**Work required**. Find every line in the records below that contains the word "this", and copy each such line.

**Dataset excerpts**.
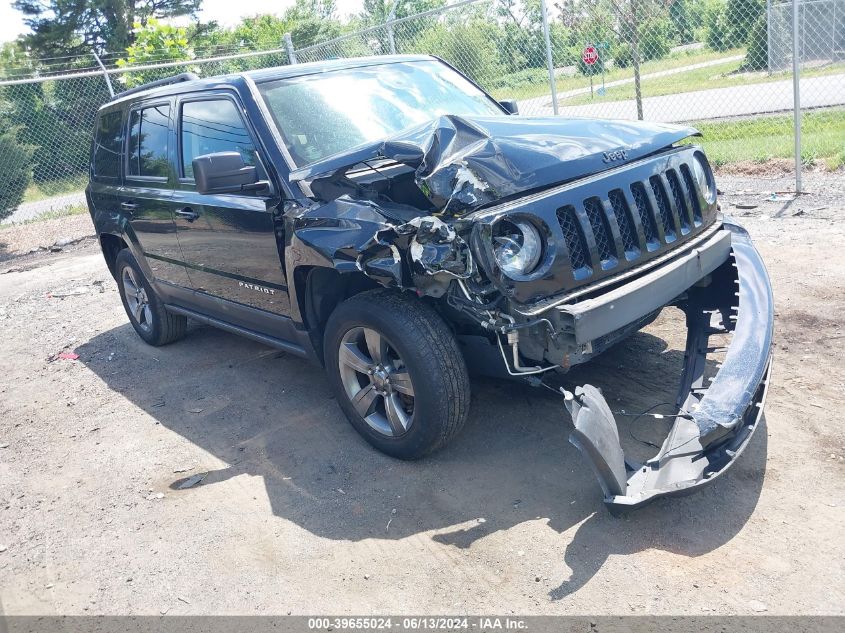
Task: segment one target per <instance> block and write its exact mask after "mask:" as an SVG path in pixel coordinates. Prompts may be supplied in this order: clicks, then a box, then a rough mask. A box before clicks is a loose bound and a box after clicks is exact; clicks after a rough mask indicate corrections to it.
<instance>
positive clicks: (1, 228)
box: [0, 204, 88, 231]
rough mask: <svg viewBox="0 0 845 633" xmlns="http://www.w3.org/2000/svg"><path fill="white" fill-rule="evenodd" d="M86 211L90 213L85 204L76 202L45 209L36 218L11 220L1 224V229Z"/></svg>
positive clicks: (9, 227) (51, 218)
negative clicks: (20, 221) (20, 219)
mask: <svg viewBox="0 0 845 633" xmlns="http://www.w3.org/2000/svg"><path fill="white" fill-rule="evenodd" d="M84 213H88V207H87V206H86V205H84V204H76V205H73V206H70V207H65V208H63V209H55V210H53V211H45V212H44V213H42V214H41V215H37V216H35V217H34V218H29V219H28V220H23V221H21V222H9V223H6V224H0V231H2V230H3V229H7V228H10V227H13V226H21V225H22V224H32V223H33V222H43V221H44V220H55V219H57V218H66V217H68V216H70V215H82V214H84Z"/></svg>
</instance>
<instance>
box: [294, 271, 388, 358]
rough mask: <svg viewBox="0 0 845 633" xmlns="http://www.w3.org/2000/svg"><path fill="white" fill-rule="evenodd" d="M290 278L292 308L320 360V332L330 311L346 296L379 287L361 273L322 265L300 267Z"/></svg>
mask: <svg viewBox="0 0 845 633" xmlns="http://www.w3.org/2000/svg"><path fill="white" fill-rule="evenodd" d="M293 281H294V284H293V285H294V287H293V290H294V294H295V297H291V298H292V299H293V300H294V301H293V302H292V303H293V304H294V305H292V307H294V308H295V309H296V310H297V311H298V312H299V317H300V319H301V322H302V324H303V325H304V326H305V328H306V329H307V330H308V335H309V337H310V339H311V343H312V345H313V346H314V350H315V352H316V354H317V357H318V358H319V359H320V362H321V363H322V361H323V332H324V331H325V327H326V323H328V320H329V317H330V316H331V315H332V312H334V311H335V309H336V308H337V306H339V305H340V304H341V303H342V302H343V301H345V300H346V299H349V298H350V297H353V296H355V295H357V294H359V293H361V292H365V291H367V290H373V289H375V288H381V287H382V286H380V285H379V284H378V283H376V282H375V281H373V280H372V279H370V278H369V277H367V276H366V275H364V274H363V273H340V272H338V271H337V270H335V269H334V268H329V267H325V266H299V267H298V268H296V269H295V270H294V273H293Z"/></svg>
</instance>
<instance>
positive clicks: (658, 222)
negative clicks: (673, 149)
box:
==
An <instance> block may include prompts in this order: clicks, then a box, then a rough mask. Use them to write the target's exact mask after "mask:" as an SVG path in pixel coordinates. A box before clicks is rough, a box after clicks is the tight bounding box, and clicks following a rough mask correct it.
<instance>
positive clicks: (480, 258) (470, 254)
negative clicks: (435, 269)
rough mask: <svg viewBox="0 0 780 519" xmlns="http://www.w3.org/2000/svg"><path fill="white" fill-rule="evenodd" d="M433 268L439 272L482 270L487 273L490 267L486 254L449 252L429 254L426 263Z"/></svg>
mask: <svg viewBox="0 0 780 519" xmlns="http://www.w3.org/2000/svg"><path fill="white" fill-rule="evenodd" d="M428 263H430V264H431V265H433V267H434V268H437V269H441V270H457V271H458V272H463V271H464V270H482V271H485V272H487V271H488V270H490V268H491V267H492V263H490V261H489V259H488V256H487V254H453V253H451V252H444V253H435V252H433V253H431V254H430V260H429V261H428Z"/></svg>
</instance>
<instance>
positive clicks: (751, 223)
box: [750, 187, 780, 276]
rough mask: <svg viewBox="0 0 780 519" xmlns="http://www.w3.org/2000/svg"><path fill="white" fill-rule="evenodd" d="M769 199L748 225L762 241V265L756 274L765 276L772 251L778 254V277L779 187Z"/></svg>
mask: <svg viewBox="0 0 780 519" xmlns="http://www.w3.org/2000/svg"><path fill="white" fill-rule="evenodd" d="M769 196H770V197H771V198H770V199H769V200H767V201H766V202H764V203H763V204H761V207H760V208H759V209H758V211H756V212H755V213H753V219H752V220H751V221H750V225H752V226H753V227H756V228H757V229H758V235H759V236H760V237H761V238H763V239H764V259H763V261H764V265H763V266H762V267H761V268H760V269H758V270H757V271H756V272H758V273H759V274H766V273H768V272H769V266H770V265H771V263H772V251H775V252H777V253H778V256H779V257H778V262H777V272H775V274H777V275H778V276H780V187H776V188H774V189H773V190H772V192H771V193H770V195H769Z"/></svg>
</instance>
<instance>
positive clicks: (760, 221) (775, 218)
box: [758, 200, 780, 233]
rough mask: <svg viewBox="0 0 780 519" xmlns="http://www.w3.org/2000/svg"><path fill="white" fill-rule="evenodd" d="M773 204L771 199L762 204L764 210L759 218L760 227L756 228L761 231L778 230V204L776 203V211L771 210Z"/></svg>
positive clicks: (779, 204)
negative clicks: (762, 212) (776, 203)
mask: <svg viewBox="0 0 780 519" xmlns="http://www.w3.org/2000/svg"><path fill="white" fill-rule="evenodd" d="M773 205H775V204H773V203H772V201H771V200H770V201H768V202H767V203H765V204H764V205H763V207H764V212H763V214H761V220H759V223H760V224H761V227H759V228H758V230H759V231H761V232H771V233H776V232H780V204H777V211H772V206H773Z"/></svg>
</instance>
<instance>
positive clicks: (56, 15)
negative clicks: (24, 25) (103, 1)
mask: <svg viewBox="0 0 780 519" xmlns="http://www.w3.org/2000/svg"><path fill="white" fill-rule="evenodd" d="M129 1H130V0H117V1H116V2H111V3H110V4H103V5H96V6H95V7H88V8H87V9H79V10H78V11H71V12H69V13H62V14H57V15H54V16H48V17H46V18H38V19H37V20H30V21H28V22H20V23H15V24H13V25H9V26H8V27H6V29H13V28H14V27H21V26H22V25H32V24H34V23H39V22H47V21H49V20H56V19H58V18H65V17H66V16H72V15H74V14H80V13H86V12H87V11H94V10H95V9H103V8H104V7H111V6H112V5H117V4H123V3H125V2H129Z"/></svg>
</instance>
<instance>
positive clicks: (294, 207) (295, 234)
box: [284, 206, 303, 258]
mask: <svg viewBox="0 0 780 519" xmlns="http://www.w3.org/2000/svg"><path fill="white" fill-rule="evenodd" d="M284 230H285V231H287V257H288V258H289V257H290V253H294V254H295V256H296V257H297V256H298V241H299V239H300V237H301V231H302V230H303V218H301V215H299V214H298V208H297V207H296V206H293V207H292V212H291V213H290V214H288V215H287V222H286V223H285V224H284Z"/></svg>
==
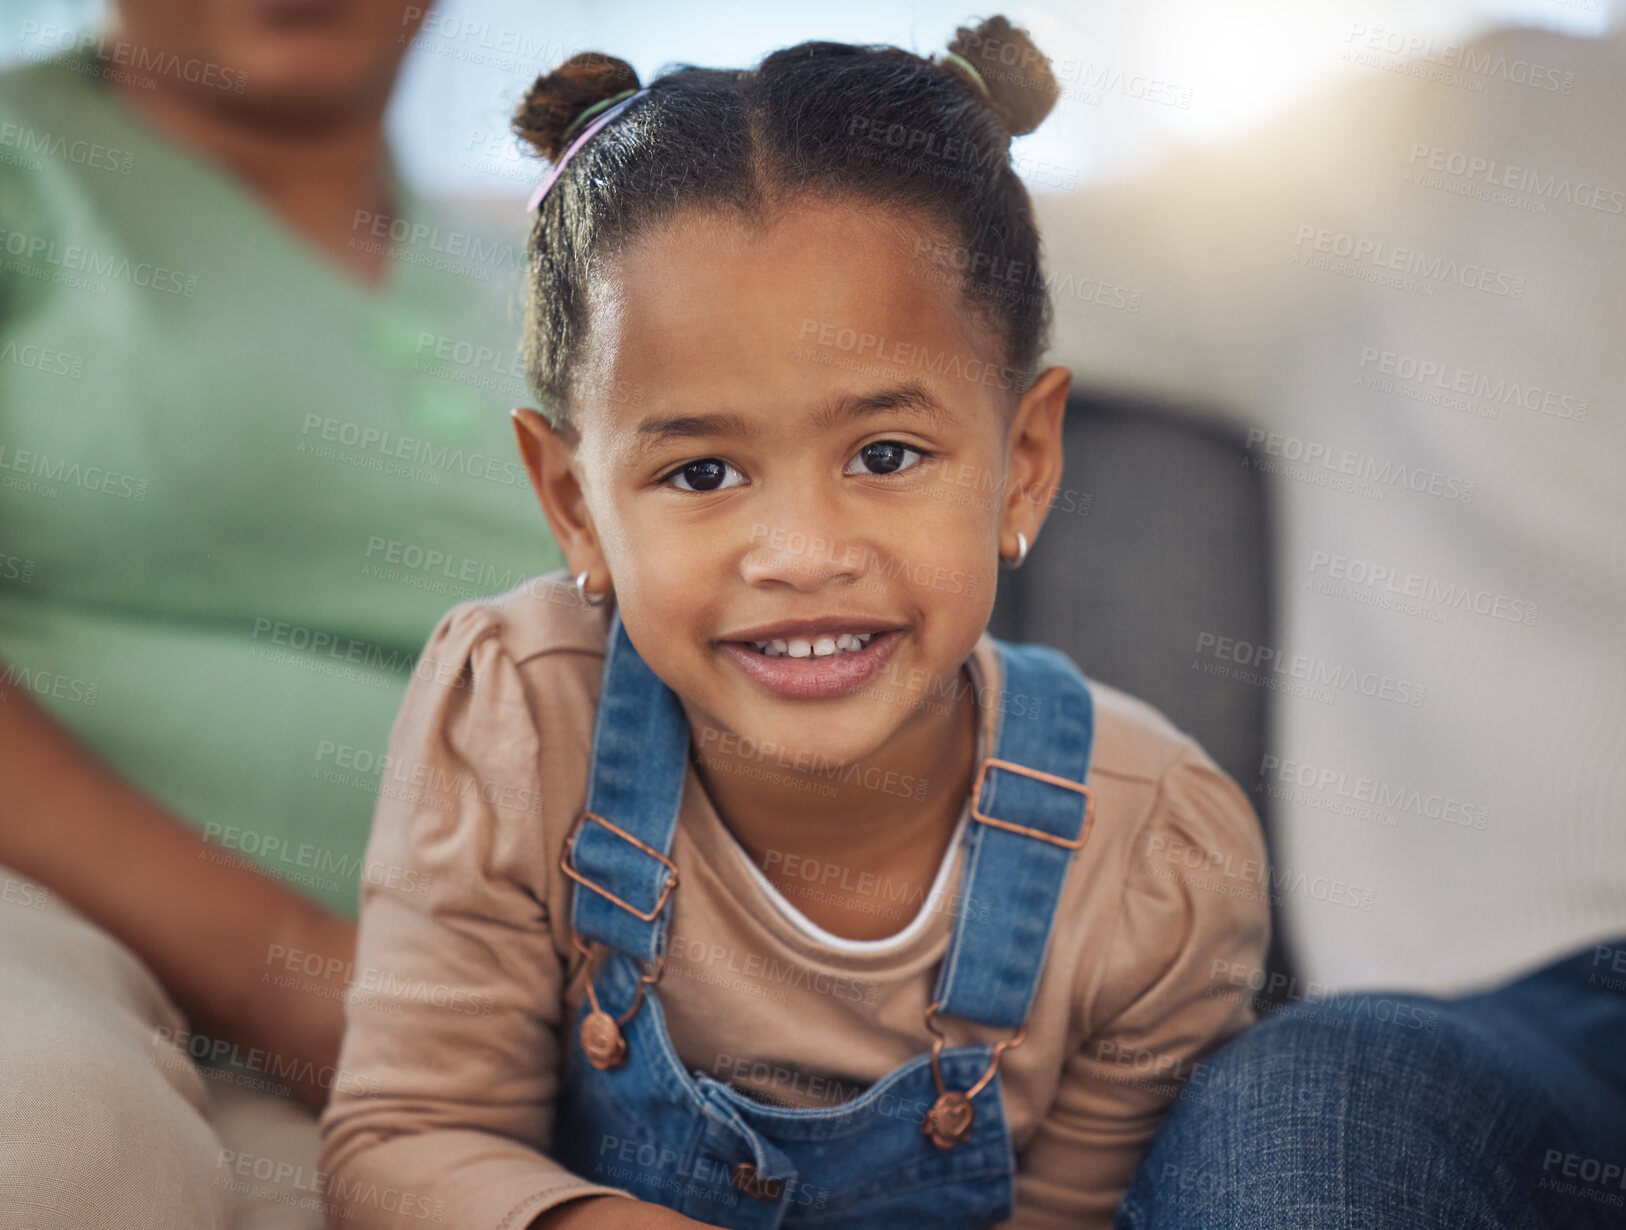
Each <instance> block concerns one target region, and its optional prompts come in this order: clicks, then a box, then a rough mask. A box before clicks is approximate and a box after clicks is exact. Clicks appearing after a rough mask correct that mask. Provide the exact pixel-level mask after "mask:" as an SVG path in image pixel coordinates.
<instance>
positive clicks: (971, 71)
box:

**Response area**.
Task: segment one target per <instance> block and write its exact mask after "mask:" as an SVG path in pixel coordinates. Prompts may be supplied in this order: clicks, then a box, then a rough mask. A box before clicks is a loose bound and a box after clicks is exact; clicks after a rough mask indicate corrections to it.
An <instance> block may include prompts in this order: clicks, then a box, then a rough mask. Use them to write the target's exact mask after "mask:" as an SVG path in pixel coordinates. A box before clicks is rough, a box after clicks is the tight bounding box, and clicks following a rough mask correct it.
Each <instance> block concerns one target region, and its optional prompts come in this order: clicks, then a box, then a rough mask. A box before clicks is approximate and a box after clicks is exact. Clicks appearing after a rough mask correct that mask. Provide the exact pixel-level mask after "mask:" as an SVG path in image pixel coordinates.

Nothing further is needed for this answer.